**Problema a resolver**
¿Qué líneas de los datos contienen la palabra "person"? Reúnelas todas y cópialas, teniendo en cuenta que se distinguen mayúsculas y minúsculas.

**Material a procesar**
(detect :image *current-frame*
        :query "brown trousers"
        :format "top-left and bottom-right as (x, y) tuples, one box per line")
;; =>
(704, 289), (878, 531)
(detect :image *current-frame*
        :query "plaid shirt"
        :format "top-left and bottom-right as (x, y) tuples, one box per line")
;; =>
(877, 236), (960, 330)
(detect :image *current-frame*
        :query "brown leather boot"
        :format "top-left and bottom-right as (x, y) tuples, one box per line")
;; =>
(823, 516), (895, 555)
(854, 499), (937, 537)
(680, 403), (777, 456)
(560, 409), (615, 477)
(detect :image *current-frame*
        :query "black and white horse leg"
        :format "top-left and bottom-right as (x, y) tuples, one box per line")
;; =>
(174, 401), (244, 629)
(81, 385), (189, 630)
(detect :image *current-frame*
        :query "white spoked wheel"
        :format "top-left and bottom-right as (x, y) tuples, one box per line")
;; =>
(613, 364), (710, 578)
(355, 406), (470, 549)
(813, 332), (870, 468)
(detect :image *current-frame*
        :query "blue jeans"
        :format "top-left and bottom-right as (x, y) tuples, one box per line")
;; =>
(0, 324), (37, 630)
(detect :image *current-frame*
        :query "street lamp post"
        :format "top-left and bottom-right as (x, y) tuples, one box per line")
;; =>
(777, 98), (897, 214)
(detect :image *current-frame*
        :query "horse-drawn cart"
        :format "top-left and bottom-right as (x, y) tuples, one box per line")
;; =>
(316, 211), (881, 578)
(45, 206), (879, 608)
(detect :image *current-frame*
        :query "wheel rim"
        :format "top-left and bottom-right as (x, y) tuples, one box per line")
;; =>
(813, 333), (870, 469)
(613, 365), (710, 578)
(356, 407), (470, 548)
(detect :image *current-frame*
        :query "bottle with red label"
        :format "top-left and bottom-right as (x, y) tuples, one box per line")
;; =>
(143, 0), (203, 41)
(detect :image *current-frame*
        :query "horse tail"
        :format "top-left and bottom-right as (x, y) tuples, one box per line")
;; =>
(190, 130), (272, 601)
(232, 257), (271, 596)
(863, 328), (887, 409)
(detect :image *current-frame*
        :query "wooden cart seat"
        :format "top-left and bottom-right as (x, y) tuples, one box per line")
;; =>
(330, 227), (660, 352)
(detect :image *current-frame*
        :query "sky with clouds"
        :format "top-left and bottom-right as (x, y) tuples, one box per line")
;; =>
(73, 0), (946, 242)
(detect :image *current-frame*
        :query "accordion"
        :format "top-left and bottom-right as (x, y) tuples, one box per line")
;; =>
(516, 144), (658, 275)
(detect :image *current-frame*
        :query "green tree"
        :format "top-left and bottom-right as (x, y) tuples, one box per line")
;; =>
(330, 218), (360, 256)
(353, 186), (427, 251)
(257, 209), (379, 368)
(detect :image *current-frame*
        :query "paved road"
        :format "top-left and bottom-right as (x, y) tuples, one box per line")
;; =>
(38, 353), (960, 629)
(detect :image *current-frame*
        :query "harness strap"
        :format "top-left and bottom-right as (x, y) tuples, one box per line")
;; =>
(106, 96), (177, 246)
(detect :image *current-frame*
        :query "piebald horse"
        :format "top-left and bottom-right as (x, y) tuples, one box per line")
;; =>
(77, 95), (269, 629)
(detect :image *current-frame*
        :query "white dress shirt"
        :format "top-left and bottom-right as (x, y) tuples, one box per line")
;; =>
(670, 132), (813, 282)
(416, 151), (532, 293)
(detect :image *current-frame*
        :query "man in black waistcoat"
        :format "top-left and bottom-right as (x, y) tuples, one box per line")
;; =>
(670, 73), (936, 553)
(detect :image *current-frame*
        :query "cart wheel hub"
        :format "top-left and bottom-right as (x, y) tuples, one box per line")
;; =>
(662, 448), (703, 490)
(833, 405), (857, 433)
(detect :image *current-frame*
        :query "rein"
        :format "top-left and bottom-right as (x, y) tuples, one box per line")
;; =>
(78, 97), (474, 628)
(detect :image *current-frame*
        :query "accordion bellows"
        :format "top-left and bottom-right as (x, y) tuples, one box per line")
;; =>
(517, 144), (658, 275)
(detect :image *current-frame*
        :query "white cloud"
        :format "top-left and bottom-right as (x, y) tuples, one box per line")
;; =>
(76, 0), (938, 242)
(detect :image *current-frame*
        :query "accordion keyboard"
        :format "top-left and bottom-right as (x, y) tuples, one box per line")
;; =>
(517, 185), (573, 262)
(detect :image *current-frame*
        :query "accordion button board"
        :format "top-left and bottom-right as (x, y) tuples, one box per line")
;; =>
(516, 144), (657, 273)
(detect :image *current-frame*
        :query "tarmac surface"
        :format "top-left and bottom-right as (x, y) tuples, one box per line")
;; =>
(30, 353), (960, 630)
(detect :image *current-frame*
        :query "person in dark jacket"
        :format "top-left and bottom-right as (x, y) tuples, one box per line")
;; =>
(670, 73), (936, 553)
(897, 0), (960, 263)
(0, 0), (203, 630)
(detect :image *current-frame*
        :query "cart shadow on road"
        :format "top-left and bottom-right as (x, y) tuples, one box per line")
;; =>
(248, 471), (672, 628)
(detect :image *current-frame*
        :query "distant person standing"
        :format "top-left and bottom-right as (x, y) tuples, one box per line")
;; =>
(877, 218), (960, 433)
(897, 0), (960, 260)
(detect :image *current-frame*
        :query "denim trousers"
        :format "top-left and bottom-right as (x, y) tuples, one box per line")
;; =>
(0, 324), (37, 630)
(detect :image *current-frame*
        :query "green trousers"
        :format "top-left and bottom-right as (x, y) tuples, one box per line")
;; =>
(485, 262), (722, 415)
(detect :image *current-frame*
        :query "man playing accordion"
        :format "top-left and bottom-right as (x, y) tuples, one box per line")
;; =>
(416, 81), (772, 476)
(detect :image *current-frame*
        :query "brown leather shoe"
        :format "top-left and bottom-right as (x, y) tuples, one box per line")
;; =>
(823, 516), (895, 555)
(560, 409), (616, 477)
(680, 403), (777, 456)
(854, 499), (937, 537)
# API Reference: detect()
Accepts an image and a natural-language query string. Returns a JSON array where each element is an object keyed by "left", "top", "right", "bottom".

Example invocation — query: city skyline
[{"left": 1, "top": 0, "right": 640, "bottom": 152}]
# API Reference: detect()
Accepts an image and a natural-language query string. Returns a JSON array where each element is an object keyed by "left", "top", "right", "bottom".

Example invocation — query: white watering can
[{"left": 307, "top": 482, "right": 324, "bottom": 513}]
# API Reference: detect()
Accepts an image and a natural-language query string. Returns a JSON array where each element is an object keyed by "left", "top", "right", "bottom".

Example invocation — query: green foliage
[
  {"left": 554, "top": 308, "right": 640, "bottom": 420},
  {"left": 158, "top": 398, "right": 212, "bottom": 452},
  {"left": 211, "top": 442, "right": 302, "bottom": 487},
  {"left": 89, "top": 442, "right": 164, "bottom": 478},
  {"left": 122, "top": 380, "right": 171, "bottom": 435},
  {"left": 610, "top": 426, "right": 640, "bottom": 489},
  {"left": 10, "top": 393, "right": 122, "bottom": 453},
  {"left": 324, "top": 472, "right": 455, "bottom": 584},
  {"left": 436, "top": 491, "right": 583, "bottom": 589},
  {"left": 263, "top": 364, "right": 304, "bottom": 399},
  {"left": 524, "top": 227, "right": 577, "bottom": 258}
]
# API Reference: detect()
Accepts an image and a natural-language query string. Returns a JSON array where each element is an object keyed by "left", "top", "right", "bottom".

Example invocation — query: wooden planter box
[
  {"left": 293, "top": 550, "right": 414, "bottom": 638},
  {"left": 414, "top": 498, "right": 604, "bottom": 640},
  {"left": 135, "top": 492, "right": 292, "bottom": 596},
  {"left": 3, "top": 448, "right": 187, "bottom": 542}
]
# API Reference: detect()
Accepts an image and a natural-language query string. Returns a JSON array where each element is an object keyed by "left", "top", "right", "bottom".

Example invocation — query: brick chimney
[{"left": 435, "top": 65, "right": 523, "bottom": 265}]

**Resultado del ejercicio**
        :query "person in dark jacket"
        :query "distant person standing"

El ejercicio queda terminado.